▸ **TASK LIST**:
1) Reproduce, word for word, the passage of the Halloween candy article from "It’s also a" up to and including "Carolina school’s website.".
2) For each statement about the Halloween candy article, answer yes or no and quote the deciding words: (a) Sheila Flavin has a private practice in Getzville; (b) the tips come from Flavin alone; (c) Janis G. Hunter is identified as a University at Buffalo dental teacher.

▸ **TEXT UNDER STUDY**:

Many children have been looking forward for months to Friday night, when they can don their Halloween costumes, knock on doors in their neighborhoods and rush home to spill their huge stash of trick-or-treat candy onto the living room floor.
But here’s the trick for the health-conscious parent: How do you help your kids enjoy the holiday without too much fright?
“It’s the perfect opportunity for parents to teach children how to eat candy without gorging on it,” said Sheila Flavin, a registered dietitian nutritionist in private practice in Getzville.
It’s also a chance to focus more on fun than food, she said.
Flavin – along with a University at Buffalo dental teacher, the University of Missouri Extension and the Clemson Cooperative Extension Food Safety and Nutrition Program – shared the following tips when it comes to striking the right Halloween balance:
1. Eat healthy before the big day: “If you and your family eat sensibly all year, then kids know how to make wise decisions when they are tempted to overindulge with unhealthy foods,” Clemson nutrition specialists Janis G. Hunter and Katherine L. Cason write on the South Carolina school’s website.

▸ **ENTRIES SUPPLIED**:
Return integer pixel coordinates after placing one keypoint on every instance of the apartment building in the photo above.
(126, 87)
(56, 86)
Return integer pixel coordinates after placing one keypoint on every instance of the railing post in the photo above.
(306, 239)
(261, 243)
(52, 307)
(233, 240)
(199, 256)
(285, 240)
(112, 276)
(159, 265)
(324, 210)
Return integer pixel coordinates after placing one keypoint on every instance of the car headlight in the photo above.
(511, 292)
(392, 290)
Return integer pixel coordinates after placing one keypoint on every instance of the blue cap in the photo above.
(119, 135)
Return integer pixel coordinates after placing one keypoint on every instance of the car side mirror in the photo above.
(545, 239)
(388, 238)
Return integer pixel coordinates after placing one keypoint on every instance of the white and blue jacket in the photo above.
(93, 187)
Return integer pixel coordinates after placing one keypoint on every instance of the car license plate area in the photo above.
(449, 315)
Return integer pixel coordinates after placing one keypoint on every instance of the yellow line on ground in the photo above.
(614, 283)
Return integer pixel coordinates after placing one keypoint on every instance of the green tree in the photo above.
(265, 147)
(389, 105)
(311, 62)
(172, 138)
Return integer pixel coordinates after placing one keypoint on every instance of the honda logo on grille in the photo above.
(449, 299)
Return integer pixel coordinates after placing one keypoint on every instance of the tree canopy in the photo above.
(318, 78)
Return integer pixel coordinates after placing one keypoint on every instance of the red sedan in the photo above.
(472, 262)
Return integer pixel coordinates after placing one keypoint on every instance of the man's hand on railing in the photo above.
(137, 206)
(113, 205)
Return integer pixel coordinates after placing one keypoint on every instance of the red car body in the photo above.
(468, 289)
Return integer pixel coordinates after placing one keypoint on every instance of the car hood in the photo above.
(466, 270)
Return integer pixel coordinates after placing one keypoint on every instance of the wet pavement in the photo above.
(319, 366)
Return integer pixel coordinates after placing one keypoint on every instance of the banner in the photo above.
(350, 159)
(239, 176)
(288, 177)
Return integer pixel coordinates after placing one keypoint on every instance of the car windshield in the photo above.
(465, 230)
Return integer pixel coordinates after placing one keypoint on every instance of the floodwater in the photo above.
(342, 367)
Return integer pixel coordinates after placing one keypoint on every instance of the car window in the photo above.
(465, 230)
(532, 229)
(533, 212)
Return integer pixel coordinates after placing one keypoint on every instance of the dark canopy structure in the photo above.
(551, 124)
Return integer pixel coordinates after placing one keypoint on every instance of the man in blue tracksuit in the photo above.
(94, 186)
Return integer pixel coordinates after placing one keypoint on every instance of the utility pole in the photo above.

▸ **RESPONSES**:
1)
It’s also a chance to focus more on fun than food, she said.
Flavin – along with a University at Buffalo dental teacher, the University of Missouri Extension and the Clemson Cooperative Extension Food Safety and Nutrition Program – shared the following tips when it comes to striking the right Halloween balance:
1. Eat healthy before the big day: “If you and your family eat sensibly all year, then kids know how to make wise decisions when they are tempted to overindulge with unhealthy foods,” Clemson nutrition specialists Janis G. Hunter and Katherine L. Cason write on the South Carolina school’s website.

2)
(a) Yes: "a registered dietitian nutritionist in private practice in Getzville"
(b) No: "Flavin – along with a University at Buffalo dental teacher, the University of Missouri Extension and the Clemson Cooperative Extension Food Safety and Nutrition Program – shared the following tips"
(c) No: "Clemson nutrition specialists Janis G. Hunter and Katherine L. Cason"